In the listing below, the lines starting with the line with "<point>331,234</point>" and going on through the line with "<point>135,141</point>" are to be reproduced exactly, and only those.

Record extracts:
----
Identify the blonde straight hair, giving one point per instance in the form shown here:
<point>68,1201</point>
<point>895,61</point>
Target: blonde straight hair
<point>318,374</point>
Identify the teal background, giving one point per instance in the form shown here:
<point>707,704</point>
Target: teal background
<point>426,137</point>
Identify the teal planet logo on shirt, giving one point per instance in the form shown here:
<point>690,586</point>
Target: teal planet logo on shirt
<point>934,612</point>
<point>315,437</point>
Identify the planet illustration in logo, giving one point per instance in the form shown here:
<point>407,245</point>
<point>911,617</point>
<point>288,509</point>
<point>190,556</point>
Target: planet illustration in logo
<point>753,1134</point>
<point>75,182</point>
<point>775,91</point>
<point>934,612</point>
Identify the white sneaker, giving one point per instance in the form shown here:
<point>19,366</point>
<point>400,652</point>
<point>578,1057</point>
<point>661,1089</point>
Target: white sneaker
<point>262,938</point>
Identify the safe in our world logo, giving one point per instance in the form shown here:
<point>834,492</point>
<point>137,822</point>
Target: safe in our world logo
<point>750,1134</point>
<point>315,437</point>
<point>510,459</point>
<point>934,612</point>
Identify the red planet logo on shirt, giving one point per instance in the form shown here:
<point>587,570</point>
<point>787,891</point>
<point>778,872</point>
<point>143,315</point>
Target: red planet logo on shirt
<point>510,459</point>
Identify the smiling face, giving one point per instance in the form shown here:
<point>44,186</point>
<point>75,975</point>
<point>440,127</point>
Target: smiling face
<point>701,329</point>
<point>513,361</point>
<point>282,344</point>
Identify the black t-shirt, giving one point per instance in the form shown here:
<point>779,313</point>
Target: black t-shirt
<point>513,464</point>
----
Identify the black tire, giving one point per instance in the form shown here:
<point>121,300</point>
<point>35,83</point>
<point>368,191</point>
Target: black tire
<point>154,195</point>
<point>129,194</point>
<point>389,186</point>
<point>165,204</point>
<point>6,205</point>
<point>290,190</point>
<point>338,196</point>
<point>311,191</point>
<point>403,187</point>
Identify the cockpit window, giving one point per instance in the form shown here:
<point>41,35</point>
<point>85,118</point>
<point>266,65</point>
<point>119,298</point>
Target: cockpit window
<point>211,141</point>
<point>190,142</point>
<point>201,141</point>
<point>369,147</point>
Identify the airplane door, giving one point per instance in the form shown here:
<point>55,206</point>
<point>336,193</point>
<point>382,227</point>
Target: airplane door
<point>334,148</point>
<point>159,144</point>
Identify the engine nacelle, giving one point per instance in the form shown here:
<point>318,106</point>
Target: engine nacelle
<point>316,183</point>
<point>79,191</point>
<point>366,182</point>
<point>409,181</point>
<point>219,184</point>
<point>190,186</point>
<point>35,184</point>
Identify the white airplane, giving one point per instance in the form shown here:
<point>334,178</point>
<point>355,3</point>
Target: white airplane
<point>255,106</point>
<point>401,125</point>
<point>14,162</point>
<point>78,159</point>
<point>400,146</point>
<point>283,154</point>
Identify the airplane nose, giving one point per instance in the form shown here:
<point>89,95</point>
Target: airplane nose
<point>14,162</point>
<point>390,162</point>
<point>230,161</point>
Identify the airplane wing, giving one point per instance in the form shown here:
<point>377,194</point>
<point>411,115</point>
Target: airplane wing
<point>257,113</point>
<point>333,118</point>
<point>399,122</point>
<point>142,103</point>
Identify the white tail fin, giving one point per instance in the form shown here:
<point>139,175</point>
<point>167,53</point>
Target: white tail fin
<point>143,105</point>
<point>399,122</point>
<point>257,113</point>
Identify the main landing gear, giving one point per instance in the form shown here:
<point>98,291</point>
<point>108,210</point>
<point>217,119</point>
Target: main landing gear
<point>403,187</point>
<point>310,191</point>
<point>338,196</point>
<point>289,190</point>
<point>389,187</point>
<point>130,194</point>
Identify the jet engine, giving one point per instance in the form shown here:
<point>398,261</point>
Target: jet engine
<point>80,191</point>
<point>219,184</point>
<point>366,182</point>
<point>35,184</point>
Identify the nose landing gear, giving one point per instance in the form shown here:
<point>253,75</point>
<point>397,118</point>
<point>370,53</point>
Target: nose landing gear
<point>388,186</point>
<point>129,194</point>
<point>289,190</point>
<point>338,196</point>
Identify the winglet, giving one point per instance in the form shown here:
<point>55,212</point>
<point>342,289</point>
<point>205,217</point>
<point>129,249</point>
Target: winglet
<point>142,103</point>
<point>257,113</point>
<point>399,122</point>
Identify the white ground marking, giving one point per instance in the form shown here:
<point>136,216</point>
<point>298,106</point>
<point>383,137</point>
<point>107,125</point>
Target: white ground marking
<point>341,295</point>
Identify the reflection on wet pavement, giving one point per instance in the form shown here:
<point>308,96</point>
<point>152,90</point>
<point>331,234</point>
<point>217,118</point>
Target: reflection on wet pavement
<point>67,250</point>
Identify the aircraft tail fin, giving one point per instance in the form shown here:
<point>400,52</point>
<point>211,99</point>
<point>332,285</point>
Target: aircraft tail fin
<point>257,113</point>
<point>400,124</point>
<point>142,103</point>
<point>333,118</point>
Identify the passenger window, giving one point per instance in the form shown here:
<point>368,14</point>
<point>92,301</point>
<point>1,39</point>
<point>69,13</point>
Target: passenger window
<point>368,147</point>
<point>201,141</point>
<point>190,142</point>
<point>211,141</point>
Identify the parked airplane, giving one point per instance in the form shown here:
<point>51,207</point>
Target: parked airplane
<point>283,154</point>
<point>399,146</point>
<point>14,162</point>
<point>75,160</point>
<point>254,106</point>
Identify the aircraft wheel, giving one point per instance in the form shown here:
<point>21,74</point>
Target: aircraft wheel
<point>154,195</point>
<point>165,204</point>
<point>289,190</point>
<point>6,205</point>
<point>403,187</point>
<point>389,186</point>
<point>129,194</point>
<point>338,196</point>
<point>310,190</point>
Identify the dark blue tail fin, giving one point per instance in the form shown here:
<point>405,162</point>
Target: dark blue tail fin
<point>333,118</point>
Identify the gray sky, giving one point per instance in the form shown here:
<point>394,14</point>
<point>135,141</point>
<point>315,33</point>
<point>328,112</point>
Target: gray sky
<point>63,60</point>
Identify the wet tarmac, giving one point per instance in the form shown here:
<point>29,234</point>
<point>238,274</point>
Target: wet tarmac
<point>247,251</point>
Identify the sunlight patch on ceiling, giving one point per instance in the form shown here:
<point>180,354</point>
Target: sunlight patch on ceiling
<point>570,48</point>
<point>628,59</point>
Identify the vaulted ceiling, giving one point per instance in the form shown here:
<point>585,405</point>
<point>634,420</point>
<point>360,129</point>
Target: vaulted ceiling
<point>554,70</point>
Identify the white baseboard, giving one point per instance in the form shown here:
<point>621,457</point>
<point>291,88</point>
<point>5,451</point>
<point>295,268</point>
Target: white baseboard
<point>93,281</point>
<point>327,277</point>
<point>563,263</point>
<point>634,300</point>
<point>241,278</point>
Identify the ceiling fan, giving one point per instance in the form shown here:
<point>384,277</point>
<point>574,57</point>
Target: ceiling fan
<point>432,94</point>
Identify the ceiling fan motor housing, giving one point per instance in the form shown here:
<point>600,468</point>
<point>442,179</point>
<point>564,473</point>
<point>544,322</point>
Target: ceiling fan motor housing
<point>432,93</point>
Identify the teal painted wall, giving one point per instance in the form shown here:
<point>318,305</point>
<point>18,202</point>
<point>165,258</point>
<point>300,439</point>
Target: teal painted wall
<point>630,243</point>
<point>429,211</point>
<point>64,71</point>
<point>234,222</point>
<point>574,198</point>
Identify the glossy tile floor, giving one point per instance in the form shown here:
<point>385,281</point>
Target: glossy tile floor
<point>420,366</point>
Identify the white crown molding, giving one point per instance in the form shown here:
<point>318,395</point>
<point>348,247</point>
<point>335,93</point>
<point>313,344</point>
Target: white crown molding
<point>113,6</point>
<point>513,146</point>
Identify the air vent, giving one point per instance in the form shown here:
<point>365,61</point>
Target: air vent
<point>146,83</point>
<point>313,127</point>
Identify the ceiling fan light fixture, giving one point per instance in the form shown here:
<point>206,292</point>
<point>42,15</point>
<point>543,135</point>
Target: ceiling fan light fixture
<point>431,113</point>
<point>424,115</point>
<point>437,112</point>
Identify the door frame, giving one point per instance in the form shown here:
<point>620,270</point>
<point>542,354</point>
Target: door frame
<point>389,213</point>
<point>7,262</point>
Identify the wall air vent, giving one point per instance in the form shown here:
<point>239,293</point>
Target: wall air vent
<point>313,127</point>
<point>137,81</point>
----
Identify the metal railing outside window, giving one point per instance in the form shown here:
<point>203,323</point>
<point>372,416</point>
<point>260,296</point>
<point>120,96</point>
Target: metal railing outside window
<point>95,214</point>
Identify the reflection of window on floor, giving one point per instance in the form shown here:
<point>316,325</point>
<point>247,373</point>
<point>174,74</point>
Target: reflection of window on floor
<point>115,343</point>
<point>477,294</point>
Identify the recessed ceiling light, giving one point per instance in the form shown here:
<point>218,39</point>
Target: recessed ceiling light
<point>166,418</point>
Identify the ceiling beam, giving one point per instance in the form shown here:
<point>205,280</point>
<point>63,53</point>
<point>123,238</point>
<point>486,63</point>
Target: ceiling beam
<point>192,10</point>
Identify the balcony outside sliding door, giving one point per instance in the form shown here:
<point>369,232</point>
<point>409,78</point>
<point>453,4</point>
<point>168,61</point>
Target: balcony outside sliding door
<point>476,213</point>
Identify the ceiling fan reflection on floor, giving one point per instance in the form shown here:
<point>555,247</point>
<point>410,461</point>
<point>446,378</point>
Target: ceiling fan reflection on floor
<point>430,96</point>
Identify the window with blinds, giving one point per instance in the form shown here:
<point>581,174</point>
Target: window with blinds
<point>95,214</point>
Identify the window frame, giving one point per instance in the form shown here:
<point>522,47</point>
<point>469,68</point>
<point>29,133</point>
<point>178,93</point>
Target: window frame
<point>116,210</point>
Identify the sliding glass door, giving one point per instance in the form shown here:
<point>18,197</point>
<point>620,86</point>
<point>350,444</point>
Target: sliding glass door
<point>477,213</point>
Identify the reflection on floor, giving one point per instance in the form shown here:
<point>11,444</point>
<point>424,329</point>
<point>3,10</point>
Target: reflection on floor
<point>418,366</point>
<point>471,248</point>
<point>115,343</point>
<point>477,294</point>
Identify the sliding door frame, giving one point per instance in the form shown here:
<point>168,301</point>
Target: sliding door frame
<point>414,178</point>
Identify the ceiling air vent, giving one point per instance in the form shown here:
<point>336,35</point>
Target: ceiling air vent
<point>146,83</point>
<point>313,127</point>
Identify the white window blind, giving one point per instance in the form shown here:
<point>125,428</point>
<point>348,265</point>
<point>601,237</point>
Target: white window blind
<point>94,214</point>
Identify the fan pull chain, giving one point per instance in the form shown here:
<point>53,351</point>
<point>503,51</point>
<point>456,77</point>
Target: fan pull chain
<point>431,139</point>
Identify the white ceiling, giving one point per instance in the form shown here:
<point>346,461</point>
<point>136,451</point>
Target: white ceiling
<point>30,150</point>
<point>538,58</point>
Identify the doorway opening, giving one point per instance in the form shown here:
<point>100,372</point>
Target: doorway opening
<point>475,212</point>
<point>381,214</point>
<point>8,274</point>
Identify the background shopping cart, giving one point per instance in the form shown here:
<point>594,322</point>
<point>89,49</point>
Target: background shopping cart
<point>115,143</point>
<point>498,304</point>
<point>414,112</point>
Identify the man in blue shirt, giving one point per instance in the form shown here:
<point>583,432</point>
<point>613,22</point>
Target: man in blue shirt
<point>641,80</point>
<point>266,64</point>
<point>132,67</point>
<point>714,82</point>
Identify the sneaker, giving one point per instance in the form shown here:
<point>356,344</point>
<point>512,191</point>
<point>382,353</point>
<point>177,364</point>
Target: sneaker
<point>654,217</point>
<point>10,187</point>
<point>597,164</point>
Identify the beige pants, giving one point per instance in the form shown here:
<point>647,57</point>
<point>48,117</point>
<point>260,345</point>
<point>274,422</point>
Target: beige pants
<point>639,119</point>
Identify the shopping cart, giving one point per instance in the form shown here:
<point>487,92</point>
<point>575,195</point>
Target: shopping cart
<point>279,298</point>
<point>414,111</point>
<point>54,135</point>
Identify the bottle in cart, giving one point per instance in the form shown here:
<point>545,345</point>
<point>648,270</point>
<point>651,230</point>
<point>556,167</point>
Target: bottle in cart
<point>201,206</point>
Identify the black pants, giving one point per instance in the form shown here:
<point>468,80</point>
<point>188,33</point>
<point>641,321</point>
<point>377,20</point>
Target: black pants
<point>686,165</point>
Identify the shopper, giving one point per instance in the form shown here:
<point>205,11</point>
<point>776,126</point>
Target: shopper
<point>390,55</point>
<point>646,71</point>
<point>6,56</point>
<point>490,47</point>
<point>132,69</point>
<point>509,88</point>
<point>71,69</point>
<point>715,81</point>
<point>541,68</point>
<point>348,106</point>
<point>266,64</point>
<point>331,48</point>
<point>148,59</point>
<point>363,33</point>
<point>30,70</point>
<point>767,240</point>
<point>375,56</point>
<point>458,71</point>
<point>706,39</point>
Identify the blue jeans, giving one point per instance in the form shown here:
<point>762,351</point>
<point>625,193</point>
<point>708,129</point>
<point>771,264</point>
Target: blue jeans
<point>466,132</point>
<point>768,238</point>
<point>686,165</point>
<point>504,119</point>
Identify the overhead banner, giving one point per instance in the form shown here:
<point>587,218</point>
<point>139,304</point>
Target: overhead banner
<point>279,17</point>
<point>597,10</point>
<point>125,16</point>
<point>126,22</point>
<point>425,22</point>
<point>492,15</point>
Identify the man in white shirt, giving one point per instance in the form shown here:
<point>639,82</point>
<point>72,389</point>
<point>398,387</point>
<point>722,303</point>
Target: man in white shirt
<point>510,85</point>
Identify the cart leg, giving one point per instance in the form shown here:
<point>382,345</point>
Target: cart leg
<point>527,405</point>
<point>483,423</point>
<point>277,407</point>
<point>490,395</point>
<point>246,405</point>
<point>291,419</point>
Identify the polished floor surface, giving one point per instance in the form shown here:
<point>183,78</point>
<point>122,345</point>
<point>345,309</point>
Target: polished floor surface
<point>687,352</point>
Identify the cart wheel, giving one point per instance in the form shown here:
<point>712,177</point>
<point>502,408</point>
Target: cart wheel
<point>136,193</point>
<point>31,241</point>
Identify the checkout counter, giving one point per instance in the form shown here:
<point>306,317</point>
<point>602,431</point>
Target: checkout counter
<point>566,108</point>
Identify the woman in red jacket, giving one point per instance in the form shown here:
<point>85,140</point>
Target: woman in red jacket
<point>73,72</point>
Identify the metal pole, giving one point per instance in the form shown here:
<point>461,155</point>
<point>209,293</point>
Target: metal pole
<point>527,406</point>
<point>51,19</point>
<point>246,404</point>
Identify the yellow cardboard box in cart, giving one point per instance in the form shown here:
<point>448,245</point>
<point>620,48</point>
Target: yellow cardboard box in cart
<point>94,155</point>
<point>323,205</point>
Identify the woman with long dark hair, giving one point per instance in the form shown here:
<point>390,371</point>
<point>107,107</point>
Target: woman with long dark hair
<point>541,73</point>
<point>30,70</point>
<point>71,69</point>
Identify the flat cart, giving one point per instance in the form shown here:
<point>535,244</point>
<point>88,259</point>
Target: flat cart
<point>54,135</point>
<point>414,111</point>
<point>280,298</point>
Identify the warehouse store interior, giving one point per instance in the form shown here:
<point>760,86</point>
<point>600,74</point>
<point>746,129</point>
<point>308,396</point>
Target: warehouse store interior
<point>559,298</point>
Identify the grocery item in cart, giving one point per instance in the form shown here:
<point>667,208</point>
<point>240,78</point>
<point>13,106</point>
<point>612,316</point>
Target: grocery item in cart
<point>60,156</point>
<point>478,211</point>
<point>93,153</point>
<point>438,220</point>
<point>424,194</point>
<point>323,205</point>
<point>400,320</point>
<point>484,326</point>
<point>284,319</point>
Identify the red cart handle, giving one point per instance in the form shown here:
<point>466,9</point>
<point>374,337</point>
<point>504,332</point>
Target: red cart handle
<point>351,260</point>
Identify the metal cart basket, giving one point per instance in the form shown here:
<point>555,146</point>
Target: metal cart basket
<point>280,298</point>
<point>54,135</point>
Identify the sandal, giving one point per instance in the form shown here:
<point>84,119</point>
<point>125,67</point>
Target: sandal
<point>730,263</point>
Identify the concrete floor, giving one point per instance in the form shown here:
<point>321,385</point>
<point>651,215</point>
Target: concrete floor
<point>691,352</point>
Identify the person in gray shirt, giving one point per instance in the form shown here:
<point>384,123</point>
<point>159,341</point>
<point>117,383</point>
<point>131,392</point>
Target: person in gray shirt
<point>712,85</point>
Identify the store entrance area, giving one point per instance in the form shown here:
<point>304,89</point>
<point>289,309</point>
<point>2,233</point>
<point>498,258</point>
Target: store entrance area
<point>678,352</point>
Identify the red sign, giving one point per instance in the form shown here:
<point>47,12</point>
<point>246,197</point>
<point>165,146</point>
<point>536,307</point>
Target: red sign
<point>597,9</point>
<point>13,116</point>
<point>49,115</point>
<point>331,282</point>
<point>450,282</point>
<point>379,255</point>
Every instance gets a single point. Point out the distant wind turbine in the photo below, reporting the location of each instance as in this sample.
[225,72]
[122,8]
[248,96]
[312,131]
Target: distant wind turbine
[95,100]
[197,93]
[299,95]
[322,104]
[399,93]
----
Solution to this exercise:
<point>331,234</point>
<point>217,118</point>
Target: reflection on wet pavement
<point>67,250</point>
Identify the aircraft tail fin, giving one point per instance in the form shown here:
<point>400,52</point>
<point>211,99</point>
<point>332,285</point>
Target: aircraft tail fin
<point>257,113</point>
<point>400,124</point>
<point>142,103</point>
<point>333,118</point>
Identify the passenger window, giving one point per instance in the form shown here:
<point>368,14</point>
<point>92,301</point>
<point>1,39</point>
<point>69,13</point>
Target: passenger window
<point>368,147</point>
<point>201,141</point>
<point>190,142</point>
<point>211,141</point>
Identify the parked airplane, giving one point per instance in the form shown here:
<point>51,207</point>
Target: parked airplane
<point>283,154</point>
<point>399,146</point>
<point>14,162</point>
<point>75,160</point>
<point>254,106</point>
Identify the aircraft wheel, giving one point per instance in the form shown here:
<point>21,74</point>
Target: aircraft wheel
<point>154,195</point>
<point>165,204</point>
<point>289,190</point>
<point>6,205</point>
<point>403,187</point>
<point>389,186</point>
<point>129,194</point>
<point>338,196</point>
<point>310,190</point>
Identify the dark blue tail fin, giving one point per instance in the form shown here:
<point>405,162</point>
Target: dark blue tail fin
<point>333,118</point>
Identify the gray sky, giving one point per instance in the form shown here:
<point>394,14</point>
<point>135,141</point>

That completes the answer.